**** Text passage ****
These tax credits are huge drivers for job growth, and are a critical part of the Build Back Better philosophy. In fact, the solar ITC alone has created hundreds of thousands of jobs and invested billions of dollars into the US economy. According to the Solar Energy Industry Association (SEIA), the ITC has helped the solar industry see an average annual growth of 52% since 2006. And in the five-year period between 2014 and 2019, solar employment increased 44%, five times faster than job growth in the overall U.S. economy.

The bill also contains some big steps toward reducing emissions. Among them is a 15-year phase-down of hydrofluorocarbons, which an analysis by the Rhodium Group says will cut emissions equivalent to 900 million metric tons of carbon dioxide, more than the total annual emissions in Germany.

Changes for Solar in VA

On the state level, 2021 brings some great changes with the introduction of a market for solar renewable energy credits (SRECs) in Virginia, as well as the possibility of community solar coming to the Commonwealth this spring. 

The passage of the Virginia Clean Economy Act, the Solar Freedom Act, and the Shared Solar bill last July paved the way for these programs, and the VA State Corporation Commission (SCC) has now finished its rulemaking to finalize the details.  The programs officially started on January 1st, but there are still a few hoops to jump through before they will be functioning.
**** Information provided ****
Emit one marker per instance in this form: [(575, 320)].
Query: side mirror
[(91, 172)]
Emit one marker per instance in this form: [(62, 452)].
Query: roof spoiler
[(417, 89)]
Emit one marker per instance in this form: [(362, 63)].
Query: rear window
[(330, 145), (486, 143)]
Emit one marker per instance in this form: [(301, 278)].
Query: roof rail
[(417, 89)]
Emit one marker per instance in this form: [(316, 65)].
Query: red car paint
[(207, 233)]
****
**** Information provided ****
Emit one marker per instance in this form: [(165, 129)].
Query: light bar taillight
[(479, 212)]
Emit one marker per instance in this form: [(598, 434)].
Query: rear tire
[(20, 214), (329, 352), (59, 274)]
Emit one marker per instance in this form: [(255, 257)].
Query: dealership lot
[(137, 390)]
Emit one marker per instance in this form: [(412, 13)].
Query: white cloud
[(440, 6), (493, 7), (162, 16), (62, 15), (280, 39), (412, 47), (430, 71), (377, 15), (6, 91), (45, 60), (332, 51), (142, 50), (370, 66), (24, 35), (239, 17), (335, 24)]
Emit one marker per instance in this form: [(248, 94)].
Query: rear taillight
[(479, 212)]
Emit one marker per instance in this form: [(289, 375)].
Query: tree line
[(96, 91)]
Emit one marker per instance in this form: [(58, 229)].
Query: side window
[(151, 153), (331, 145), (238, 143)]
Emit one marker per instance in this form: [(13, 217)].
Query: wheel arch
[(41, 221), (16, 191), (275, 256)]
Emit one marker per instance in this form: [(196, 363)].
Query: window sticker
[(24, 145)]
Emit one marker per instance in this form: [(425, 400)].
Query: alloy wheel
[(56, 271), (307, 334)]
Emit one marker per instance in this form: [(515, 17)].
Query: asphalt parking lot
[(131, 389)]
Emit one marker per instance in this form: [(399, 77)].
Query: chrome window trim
****
Work to complete → Condense the paragraph of the solar policy text that begins "These tax credits are huge drivers" into a short bulleted list that retains its main facts. The records are not required for this work.

Result of this exercise →
- Tax credits are major drivers of job growth and a critical part of the Build Back Better philosophy.
- The solar ITC alone has created hundreds of thousands of jobs and invested billions of dollars in the US economy.
- According to SEIA, the ITC has helped the solar industry grow an average of 52% per year since 2006.
- Between 2014 and 2019, solar employment rose 44%, five times faster than job growth in the overall U.S. economy.